EXERCISE PROMPT: Every record below should be printed exactly as given.

---+---

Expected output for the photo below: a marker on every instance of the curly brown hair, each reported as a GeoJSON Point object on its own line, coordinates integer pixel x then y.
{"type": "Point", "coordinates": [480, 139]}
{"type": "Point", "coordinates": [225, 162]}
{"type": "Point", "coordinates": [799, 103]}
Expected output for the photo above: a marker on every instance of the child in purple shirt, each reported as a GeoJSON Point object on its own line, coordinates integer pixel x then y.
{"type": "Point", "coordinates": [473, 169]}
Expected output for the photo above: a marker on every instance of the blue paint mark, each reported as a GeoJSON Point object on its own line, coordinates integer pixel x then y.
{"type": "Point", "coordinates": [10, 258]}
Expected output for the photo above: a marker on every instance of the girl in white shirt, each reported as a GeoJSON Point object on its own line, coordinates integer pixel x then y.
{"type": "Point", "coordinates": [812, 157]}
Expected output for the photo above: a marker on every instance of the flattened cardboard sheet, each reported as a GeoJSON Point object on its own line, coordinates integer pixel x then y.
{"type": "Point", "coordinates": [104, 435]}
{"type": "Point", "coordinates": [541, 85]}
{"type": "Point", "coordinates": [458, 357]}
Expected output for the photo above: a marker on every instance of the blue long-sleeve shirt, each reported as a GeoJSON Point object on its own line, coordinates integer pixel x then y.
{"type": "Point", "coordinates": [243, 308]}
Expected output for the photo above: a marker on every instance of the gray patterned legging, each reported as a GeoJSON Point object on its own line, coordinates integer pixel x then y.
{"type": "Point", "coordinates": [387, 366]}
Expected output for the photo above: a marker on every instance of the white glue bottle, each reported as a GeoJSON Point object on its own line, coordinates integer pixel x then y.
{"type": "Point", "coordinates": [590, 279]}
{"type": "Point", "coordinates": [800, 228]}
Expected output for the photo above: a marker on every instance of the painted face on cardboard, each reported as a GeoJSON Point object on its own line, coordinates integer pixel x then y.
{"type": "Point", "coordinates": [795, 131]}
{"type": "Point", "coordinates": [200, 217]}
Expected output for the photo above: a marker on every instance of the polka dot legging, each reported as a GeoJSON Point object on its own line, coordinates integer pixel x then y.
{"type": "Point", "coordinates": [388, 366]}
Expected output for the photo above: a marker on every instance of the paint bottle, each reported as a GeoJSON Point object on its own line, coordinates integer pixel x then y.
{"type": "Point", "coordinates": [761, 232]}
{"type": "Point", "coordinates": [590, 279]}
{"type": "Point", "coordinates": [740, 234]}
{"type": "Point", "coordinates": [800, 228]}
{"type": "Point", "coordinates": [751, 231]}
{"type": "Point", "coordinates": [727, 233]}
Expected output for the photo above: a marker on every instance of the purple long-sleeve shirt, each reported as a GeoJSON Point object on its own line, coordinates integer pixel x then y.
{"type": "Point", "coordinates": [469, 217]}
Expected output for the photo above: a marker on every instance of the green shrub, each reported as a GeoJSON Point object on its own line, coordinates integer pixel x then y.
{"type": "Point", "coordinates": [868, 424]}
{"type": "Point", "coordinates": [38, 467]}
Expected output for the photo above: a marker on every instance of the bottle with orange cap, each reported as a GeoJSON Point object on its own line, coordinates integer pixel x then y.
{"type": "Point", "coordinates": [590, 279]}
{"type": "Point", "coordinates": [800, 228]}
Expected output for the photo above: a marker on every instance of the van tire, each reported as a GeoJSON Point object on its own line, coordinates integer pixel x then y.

---+---

EXERCISE ANSWER:
Expected output for the photo below: a marker on every instance of the curly brown hair, each reported as a GeoJSON Point object on its own line, coordinates integer pixel x then y.
{"type": "Point", "coordinates": [480, 139]}
{"type": "Point", "coordinates": [225, 162]}
{"type": "Point", "coordinates": [799, 103]}
Expected output for the photo above: a marker on every instance of the child in purple shirt, each reported as a GeoJSON Point object on its own line, coordinates integer pixel x then y.
{"type": "Point", "coordinates": [473, 169]}
Expected output for the photo above: a marker on every instance of the blue paint mark, each reported as a GeoJSON Point object on its own line, coordinates integer pixel x then y.
{"type": "Point", "coordinates": [10, 258]}
Expected output for the photo above: a marker on every instance of the girl in white shirt, each reported as a GeoJSON Point object on its own line, coordinates integer pixel x then y.
{"type": "Point", "coordinates": [812, 157]}
Expected output for the photo above: a marker on every instance of the flattened cardboard sheet, each reported as a GeoJSON Point object on its own line, coordinates integer pixel x then y.
{"type": "Point", "coordinates": [104, 435]}
{"type": "Point", "coordinates": [541, 85]}
{"type": "Point", "coordinates": [458, 357]}
Expected output for the photo above: a marker on every instance of the blue long-sleeve shirt, each reported as a GeoJSON Point object on its own line, coordinates integer pixel x then y.
{"type": "Point", "coordinates": [243, 308]}
Expected output for the photo above: a marker on every instance of the gray patterned legging, each reported as a GeoJSON Point object on its own line, coordinates integer pixel x then y.
{"type": "Point", "coordinates": [387, 366]}
Expected output for the photo above: a marker on every instance of the white glue bottle, each reported as a GeoJSON Point object on its own line, coordinates integer pixel x then y.
{"type": "Point", "coordinates": [590, 279]}
{"type": "Point", "coordinates": [800, 228]}
Expected output for the photo above: a marker on every instance of the painted face on cardboard, each reported as a GeoJSON Point object on its own line, coordinates integer pixel x then y.
{"type": "Point", "coordinates": [795, 131]}
{"type": "Point", "coordinates": [200, 217]}
Expected output for the photo above: a marker on every instance of the polka dot legging, each reported as a GeoJSON Point object on its own line, coordinates integer pixel x then y.
{"type": "Point", "coordinates": [388, 366]}
Expected output for the photo above: a marker on every instance of the paint bottle, each reported as a GeoJSON Point object on its own line, coordinates integer pixel x then y.
{"type": "Point", "coordinates": [761, 232]}
{"type": "Point", "coordinates": [590, 279]}
{"type": "Point", "coordinates": [740, 234]}
{"type": "Point", "coordinates": [800, 228]}
{"type": "Point", "coordinates": [751, 231]}
{"type": "Point", "coordinates": [727, 233]}
Expected output for the photo above: a marker on every instance of the purple long-sleeve shirt, each reported as a GeoJSON Point object on its own line, coordinates integer pixel x then y.
{"type": "Point", "coordinates": [469, 217]}
Expected output for the photo above: a marker on every instance of the green shrub, each reported as a GeoJSON Point object on its own line, coordinates integer pixel x then y.
{"type": "Point", "coordinates": [868, 424]}
{"type": "Point", "coordinates": [38, 467]}
Expected output for the photo above: a marker on every instance of the bottle with orange cap, each reported as a GeoJSON Point object on its own line, coordinates integer pixel x then y.
{"type": "Point", "coordinates": [590, 279]}
{"type": "Point", "coordinates": [800, 228]}
Expected output for the photo above: a marker on every instance of the van tire, each reported as a GeoJSON Point object on its own line, coordinates integer pixel x then y.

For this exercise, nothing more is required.